[Set exercise] Reproduce each of the following entries word for word, omitting the pictures.

* * * * *

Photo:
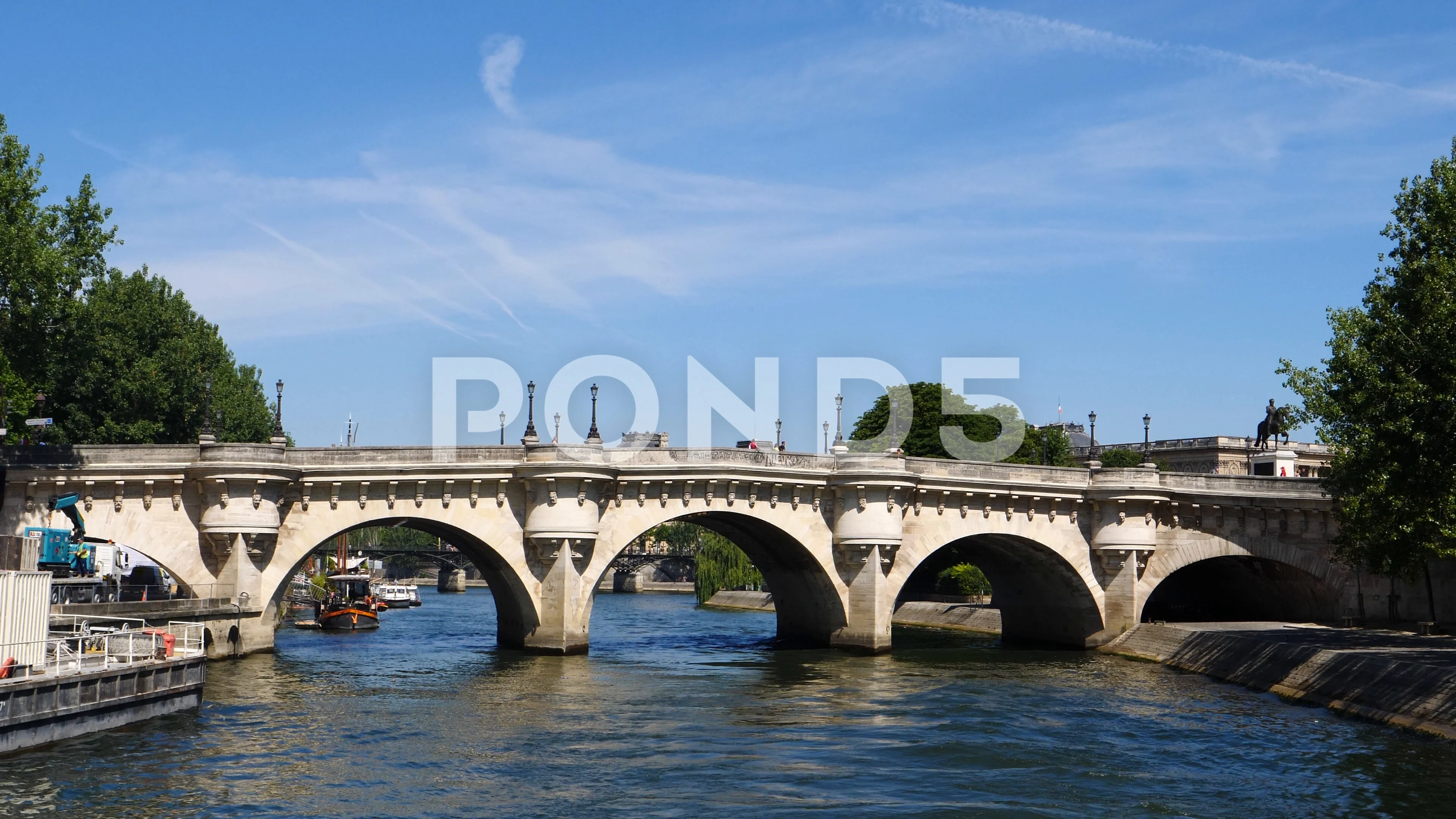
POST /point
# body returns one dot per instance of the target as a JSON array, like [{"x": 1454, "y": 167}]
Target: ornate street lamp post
[
  {"x": 530, "y": 414},
  {"x": 40, "y": 414},
  {"x": 839, "y": 422},
  {"x": 894, "y": 419},
  {"x": 279, "y": 413},
  {"x": 1148, "y": 455},
  {"x": 593, "y": 436},
  {"x": 207, "y": 409}
]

* * * * *

[Result of this exercise]
Photo:
POST /point
# body returns one dot per instance of the target as a JSON array, like [{"x": 1454, "y": 167}]
Target: ornate street lamp post
[
  {"x": 530, "y": 414},
  {"x": 40, "y": 414},
  {"x": 839, "y": 422},
  {"x": 894, "y": 419},
  {"x": 279, "y": 413},
  {"x": 1148, "y": 455},
  {"x": 593, "y": 436},
  {"x": 207, "y": 409}
]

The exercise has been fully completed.